>>>

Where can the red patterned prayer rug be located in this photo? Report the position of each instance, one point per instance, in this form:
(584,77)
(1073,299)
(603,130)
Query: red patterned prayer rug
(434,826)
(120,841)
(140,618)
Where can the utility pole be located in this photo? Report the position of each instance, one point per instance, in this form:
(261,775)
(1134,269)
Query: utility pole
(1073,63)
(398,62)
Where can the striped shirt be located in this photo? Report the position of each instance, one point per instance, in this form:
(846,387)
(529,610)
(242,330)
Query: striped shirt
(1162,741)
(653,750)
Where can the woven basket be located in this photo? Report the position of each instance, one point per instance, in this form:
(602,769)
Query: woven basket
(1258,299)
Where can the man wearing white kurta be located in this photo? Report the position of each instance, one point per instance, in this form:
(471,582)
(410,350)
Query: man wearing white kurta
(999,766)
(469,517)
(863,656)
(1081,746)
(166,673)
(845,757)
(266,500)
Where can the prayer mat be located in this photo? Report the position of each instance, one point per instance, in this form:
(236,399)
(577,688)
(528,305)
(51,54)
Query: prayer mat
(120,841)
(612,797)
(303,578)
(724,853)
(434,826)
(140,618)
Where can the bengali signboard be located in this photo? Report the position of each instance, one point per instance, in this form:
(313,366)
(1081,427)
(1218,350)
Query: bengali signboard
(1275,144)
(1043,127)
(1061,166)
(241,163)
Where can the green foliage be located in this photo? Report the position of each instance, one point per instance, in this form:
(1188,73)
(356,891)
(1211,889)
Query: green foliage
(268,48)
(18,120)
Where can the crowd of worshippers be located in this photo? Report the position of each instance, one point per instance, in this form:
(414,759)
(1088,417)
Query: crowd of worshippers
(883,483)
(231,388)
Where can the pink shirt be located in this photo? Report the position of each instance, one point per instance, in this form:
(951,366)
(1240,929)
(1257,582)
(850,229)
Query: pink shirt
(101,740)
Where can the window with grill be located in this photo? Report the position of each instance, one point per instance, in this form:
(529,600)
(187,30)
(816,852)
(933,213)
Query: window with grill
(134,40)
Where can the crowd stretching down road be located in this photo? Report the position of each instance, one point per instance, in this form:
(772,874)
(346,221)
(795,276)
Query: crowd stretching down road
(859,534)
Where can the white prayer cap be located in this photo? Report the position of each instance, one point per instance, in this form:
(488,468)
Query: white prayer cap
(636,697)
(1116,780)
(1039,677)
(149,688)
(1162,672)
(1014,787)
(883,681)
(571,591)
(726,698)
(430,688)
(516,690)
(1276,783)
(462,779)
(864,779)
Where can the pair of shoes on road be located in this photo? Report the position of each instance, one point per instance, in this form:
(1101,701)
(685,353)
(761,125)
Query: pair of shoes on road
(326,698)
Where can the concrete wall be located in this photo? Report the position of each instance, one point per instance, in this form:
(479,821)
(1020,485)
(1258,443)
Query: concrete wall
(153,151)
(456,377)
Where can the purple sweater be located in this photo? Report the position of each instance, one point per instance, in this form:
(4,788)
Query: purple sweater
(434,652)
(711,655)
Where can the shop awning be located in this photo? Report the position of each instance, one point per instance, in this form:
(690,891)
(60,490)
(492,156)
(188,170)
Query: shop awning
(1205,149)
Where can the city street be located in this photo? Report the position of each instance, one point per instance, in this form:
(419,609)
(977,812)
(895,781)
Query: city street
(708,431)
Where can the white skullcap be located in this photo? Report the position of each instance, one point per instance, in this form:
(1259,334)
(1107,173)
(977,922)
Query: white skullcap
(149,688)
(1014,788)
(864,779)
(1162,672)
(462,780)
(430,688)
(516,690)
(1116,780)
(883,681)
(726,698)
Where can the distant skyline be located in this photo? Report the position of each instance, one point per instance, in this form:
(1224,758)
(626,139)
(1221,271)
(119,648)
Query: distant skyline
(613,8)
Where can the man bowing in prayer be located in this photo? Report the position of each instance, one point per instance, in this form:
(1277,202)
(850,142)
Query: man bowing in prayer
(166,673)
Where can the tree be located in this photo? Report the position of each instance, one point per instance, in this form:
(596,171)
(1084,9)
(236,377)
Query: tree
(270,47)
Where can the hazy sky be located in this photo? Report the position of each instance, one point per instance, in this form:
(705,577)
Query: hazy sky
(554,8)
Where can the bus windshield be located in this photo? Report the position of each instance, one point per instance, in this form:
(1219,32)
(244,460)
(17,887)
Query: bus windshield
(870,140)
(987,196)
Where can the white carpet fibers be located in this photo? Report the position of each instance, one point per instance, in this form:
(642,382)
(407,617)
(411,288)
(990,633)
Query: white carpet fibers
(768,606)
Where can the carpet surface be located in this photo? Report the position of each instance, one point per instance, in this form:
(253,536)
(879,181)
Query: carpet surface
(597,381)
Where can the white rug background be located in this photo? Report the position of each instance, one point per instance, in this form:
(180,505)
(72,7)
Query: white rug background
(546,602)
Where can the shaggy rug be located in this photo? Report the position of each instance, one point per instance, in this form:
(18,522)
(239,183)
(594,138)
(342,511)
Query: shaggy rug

<<<

◆ Brief: Quote every one of the records above word for word.

◆ Problem solution:
Where can the red patterned prayer rug be located in this photo? Report the position of each instance, one point per instance, in this form:
(584,77)
(1073,299)
(603,130)
Query: red patterned prayer rug
(434,826)
(120,841)
(140,618)
Where can the utility pole be located in this photo? Report the position of each instance, one point per instance, in this form:
(261,775)
(1134,269)
Query: utility pole
(1073,63)
(398,62)
Where can the striped shirt be located in this photo? Report the position of each instance, one point per instance, in this form:
(846,387)
(529,610)
(242,330)
Query: striped shirt
(1162,741)
(653,750)
Where can the woven basket be located in this photo? Report the position of each instance, one point per instance, in this form:
(602,769)
Query: woven basket
(1258,299)
Where can the man wearing white kurta be located in this photo? Report the position of each instance, one point per instance, in this form:
(471,582)
(410,350)
Query: man wearing white kurta
(999,766)
(469,517)
(863,656)
(1081,746)
(166,673)
(845,757)
(266,500)
Where can the prayer mat be located in this photo? Report the position of each instance, one point per instance, in this form:
(236,399)
(577,688)
(528,305)
(51,54)
Query: prayer mat
(120,841)
(612,797)
(303,578)
(724,853)
(434,826)
(140,618)
Where can the bengali signboard be located in this photo? Report the position of each instance, one point per instance, in this form:
(313,366)
(1081,427)
(1218,350)
Query: bengali signboard
(1275,144)
(1043,127)
(1061,166)
(241,163)
Where can the green foliage be located in this photo? Report the position of each instance, one point per instance, in this form:
(1188,73)
(356,891)
(1211,889)
Query: green foliage
(268,48)
(18,120)
Where can the crowd of worshippers be located in this photo? Report the position of each instance, one point per instance, in this form:
(414,759)
(1088,417)
Query: crowd of worshippers
(883,483)
(231,388)
Where can the pink shirt be located in this photo? Report the position of each instance, one point per instance, in this form:
(951,366)
(1240,929)
(1257,582)
(850,229)
Query: pink shirt
(101,740)
Where can the window with grill be located in this photo? Report the position of each instance, one point per instance, in this form:
(529,600)
(187,30)
(816,852)
(933,213)
Query: window with grill
(134,40)
Where can the crowd stretching down road be located in this photo? Report the position of each instance, one point per instance, in this form:
(772,874)
(346,221)
(795,276)
Query: crowd stretching down road
(859,534)
Where can the white prayer cap be located in this photo? Report the position of each instance, one point per instance, in this form:
(488,468)
Query: white prayer cap
(636,697)
(1116,780)
(1039,677)
(149,688)
(1162,672)
(1014,787)
(883,681)
(571,591)
(726,698)
(430,688)
(516,690)
(1276,783)
(462,779)
(864,779)
Where can the pair of shoes on road be located in this photo? Report the position of each instance, one point per instance, in this form:
(1101,701)
(685,353)
(761,125)
Query: pair of shoes on road
(326,698)
Where can the concrete wall be located in this photo? Report the position of each instance, one point per instance, in this form:
(479,821)
(1020,485)
(1258,443)
Query: concrete wall
(153,151)
(456,377)
Where can the purple sweater be located in this photo? Report the position of each instance, one point per instance, in this form:
(4,788)
Query: purple sweater
(434,652)
(711,655)
Where can the shop awning be located in this photo? Report the position of each instance, one point per instance, in this form:
(690,891)
(60,490)
(492,156)
(188,170)
Query: shop awning
(1205,149)
Where can the city street be located in this photo? Report the position of each instance, one point per instance, in this form:
(419,609)
(977,812)
(895,781)
Query: city street
(708,431)
Where can the white skullcap be located in this photo? Report the position of each instance, one point per instance, in this form:
(1259,334)
(1107,173)
(977,922)
Query: white skullcap
(149,688)
(1014,788)
(864,779)
(1162,672)
(462,780)
(430,688)
(516,690)
(1116,780)
(883,681)
(726,698)
Where can the distant skyline be located in this photo? Report the position of each instance, one point per instance, in this form:
(1224,758)
(626,139)
(1221,271)
(119,648)
Query: distant skyline
(613,8)
Where can the man bowing in prayer be located in this photo? Report the position of each instance, one point per instance, in this form:
(1277,202)
(850,142)
Query: man bowing in prayer
(166,673)
Where can the tree be located in this photo? Report the position of each instance, one point per instance, in this form:
(596,171)
(1084,9)
(236,377)
Query: tree
(270,47)
Where can the hazy sky be located in this photo? Report the position of each instance, one point per instance, in this form:
(705,577)
Query: hazy sky
(554,8)
Where can the bus windshield be located in this photo? Report the position of each instance, one point per instance, in this form:
(1219,32)
(244,460)
(17,887)
Query: bus windshield
(870,140)
(987,196)
Where can the white carpet fibers be located in this photo? Report the position of each instance, one point per instance, in this form:
(642,382)
(407,617)
(411,288)
(990,633)
Query: white carpet fibers
(768,606)
Where can the carpet surface be located in this photo? Report the position of each instance, one point per instance, in this form:
(253,536)
(879,181)
Query: carpet surface
(597,381)
Where can the white rug background be located in this photo? Report the position of each instance, one point per instance, in this form:
(180,505)
(72,7)
Query: white rug background
(546,602)
Where can the shaggy rug be located in this photo? Report the position of each instance, one point per instance, in this form:
(18,522)
(239,183)
(594,138)
(342,511)
Query: shaggy rug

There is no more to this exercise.